■ Exercise details
Reproduce the full article on the transgender discrimination suit against Valve word for word.

Transgender Discrimination Suit In Video Gaming Raises Tax Issues

A lawsuit against video game developer Valve Corporation raises interesting tax issues, even if none of the parties is thinking about taxes. Litigants may fail to consider taxes until it is too late. Valve is the clever developer behind the Half-Life shooter series of games. Valve is also the developer behind Steam, a popular online video game store. The latter raises all sorts of other tax issues about how terribly complex online sales tax can be.

Valve has a diverse workforce, which may make the occasional lawsuit practically inevitable. In fact, the company faces a $3 Million transgender discrimination suit from a person with the initials A.M., who was translator at Valve in 2012. A.M. is transgender, and decided to undergo sex reassignment surgery. Her surgeons were in Los Angeles, so she asked to be transferred there. She also wanted to work part-time while she recuperated. Valve agreed, but as a condition of the move, she was reportedly required to be reclassified as an independent contractor rather than an employee.

Credit: Shutterstock

Employees have tax withholding and benefits, and independent contractors do not, so that was a big change. A.M. continued to work at Valve until 2016, when she alleged that Value was taking advantage of unpaid translators. A.M. was fired, and thereafter filed a lawsuit seeking $3.1 million.

■ Information given
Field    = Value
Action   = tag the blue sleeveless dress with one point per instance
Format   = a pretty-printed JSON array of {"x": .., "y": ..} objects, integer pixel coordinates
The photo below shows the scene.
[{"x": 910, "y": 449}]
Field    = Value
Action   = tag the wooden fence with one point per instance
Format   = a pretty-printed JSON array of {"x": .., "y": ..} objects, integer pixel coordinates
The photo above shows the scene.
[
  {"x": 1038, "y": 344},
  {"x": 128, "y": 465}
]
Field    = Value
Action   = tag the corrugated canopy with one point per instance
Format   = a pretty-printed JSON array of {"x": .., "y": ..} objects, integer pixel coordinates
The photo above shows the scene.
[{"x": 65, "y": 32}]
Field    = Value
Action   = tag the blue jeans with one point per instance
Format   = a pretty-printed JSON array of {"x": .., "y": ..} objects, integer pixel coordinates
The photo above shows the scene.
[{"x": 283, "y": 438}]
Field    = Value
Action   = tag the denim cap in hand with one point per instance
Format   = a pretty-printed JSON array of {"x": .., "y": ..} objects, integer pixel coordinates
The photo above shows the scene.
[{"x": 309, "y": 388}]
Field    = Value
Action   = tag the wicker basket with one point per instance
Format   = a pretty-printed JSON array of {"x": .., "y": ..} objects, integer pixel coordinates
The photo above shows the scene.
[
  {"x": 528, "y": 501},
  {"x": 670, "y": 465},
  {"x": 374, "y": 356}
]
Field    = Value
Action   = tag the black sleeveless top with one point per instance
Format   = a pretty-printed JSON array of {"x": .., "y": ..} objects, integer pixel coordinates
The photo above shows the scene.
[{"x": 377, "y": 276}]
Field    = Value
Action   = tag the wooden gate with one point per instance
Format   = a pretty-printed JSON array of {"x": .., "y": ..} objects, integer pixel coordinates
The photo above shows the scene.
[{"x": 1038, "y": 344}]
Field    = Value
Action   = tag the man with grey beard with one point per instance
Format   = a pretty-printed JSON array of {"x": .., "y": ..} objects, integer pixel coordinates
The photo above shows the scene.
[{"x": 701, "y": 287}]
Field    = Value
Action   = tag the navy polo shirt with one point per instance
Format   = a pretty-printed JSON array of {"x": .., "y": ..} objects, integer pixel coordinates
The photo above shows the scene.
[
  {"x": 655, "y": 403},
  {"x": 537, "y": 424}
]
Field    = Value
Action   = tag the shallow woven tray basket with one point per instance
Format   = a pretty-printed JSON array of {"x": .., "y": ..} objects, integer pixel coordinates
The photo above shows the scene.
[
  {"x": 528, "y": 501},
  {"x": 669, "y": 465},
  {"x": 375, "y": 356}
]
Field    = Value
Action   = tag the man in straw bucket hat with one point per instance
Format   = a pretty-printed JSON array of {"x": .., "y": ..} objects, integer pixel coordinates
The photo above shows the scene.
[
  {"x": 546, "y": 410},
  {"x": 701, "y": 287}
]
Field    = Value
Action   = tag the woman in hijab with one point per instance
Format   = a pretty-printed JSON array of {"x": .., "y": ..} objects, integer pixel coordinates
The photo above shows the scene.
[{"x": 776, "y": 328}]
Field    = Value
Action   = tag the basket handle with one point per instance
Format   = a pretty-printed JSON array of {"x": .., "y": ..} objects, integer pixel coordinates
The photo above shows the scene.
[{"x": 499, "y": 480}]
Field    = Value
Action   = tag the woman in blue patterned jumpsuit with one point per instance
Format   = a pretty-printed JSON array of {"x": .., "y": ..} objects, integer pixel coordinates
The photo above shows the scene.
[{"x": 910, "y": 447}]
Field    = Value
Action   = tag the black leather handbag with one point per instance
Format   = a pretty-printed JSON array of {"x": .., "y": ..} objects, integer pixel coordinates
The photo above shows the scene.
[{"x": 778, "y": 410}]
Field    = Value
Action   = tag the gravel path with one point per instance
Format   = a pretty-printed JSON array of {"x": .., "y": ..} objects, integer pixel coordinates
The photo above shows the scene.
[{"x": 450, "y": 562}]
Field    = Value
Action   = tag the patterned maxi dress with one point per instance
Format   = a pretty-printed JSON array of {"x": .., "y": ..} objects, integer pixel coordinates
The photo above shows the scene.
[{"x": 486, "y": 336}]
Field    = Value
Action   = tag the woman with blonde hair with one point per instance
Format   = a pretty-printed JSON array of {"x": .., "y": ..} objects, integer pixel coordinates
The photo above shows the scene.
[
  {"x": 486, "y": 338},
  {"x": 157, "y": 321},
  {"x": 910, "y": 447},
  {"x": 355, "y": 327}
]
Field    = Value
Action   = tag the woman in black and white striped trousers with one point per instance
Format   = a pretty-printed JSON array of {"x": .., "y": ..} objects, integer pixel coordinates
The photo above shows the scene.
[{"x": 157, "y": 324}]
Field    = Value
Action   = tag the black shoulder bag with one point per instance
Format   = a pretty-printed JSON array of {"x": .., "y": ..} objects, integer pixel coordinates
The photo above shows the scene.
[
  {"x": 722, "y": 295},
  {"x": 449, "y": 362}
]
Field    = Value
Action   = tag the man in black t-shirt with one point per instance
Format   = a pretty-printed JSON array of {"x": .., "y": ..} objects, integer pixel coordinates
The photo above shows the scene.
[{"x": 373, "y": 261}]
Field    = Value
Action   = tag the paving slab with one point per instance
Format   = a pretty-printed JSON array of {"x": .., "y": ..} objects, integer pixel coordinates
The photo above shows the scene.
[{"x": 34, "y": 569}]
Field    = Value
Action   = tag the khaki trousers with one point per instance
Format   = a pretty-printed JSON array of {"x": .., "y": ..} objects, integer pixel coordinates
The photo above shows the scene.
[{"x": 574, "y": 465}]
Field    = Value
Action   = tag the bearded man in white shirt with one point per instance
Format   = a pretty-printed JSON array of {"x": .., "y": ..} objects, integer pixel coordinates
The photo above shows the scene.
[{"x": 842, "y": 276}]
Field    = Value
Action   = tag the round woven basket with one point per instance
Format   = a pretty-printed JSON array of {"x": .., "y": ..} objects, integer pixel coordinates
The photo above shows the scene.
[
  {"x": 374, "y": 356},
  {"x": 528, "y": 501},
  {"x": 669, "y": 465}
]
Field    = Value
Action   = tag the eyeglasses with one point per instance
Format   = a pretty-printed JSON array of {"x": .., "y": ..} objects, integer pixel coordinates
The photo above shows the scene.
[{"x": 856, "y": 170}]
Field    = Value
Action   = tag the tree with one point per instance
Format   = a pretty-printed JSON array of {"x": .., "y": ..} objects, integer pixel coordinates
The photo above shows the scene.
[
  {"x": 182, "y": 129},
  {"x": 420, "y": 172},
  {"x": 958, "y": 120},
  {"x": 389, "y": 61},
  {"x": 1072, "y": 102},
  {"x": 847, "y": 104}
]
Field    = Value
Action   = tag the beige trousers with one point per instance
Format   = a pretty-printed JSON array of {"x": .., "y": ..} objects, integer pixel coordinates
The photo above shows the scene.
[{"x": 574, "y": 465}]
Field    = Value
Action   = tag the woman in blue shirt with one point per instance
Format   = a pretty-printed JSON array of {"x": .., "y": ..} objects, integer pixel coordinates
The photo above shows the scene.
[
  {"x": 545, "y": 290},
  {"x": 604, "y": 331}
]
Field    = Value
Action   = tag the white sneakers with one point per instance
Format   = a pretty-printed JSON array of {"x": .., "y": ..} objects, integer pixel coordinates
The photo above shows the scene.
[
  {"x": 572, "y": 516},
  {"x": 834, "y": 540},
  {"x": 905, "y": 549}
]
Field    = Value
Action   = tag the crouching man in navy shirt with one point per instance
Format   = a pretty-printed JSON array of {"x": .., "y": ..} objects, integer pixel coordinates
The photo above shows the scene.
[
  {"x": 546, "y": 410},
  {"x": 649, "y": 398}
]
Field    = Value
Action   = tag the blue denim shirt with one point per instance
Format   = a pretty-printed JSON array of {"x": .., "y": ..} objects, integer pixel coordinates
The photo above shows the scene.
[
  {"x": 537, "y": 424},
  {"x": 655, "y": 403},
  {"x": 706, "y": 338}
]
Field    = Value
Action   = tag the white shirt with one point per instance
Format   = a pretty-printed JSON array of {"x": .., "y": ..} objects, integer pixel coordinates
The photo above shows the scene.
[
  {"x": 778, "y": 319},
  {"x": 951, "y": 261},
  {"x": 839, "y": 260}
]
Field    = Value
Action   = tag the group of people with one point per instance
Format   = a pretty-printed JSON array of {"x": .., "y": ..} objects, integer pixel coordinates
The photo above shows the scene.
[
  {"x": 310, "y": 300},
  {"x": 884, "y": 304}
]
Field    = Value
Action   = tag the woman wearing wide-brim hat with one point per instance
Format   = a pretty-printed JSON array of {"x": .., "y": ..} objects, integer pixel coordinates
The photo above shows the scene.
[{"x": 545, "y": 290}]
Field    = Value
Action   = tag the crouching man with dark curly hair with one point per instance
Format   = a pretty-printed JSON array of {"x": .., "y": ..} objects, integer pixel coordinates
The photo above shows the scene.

■ Your solution
Transgender Discrimination Suit In Video Gaming Raises Tax Issues

A lawsuit against video game developer Valve Corporation raises interesting tax issues, even if none of the parties is thinking about taxes. Litigants may fail to consider taxes until it is too late. Valve is the clever developer behind the Half-Life shooter series of games. Valve is also the developer behind Steam, a popular online video game store. The latter raises all sorts of other tax issues about how terribly complex online sales tax can be.

Valve has a diverse workforce, which may make the occasional lawsuit practically inevitable. In fact, the company faces a $3 Million transgender discrimination suit from a person with the initials A.M., who was translator at Valve in 2012. A.M. is transgender, and decided to undergo sex reassignment surgery. Her surgeons were in Los Angeles, so she asked to be transferred there. She also wanted to work part-time while she recuperated. Valve agreed, but as a condition of the move, she was reportedly required to be reclassified as an independent contractor rather than an employee.

Credit: Shutterstock

Employees have tax withholding and benefits, and independent contractors do not, so that was a big change. A.M. continued to work at Valve until 2016, when she alleged that Value was taking advantage of unpaid translators. A.M. was fired, and thereafter filed a lawsuit seeking $3.1 million.